* [Brief]: Find the lines in the listing below that include the word "brass", and report how many there are, with nothing more.

-------- Provided entries --------

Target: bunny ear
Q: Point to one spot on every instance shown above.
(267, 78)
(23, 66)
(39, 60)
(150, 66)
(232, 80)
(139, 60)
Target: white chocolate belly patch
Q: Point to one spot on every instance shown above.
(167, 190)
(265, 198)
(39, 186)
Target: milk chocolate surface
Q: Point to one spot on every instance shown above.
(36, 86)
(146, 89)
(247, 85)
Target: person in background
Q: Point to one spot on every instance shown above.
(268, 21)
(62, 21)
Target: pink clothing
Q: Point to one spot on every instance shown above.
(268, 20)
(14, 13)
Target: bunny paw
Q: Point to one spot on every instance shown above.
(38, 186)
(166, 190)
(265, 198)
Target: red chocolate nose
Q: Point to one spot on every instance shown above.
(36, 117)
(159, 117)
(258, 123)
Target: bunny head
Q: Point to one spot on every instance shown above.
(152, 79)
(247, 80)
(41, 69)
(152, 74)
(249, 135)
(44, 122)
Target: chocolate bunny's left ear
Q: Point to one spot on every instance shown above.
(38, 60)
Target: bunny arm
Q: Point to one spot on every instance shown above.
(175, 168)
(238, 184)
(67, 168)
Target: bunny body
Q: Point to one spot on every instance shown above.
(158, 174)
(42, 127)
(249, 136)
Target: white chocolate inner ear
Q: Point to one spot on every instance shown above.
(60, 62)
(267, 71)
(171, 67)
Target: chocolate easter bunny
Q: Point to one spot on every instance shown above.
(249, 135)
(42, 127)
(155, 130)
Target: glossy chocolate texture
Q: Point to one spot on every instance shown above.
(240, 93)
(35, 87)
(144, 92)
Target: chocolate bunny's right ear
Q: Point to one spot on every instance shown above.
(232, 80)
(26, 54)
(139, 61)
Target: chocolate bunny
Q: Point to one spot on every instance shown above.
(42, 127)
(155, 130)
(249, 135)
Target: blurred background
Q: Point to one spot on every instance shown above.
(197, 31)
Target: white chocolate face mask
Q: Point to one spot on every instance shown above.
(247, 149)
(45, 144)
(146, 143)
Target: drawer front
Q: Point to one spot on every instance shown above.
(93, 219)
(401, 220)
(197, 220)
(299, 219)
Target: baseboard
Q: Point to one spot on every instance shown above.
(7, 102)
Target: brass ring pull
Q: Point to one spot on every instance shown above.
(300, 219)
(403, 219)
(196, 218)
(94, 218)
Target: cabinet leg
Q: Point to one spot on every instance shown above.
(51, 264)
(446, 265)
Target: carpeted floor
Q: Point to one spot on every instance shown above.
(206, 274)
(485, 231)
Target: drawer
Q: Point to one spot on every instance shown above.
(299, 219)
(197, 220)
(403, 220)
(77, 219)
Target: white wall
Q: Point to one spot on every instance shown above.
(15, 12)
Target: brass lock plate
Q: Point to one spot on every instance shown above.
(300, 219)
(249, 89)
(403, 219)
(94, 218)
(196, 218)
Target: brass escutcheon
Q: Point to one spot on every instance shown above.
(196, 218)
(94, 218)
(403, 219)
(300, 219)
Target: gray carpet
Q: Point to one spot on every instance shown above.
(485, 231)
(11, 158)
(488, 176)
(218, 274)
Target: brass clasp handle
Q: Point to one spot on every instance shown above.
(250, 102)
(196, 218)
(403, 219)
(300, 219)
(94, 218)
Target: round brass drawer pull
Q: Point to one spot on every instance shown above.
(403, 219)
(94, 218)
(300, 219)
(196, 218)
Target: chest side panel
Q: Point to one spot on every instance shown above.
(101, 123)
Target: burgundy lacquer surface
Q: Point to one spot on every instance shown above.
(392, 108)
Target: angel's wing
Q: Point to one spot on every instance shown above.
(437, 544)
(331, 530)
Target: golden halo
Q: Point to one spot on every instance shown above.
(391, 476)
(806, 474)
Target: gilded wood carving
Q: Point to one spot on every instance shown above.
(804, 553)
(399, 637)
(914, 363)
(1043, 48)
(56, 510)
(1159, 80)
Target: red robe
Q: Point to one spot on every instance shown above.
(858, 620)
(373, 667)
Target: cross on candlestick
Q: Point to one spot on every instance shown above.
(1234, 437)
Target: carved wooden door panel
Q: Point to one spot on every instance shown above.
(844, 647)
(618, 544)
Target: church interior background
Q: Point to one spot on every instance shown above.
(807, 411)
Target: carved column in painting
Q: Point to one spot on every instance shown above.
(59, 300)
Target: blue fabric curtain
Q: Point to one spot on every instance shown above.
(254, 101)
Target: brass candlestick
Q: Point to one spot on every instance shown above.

--------

* [Task solution]: 6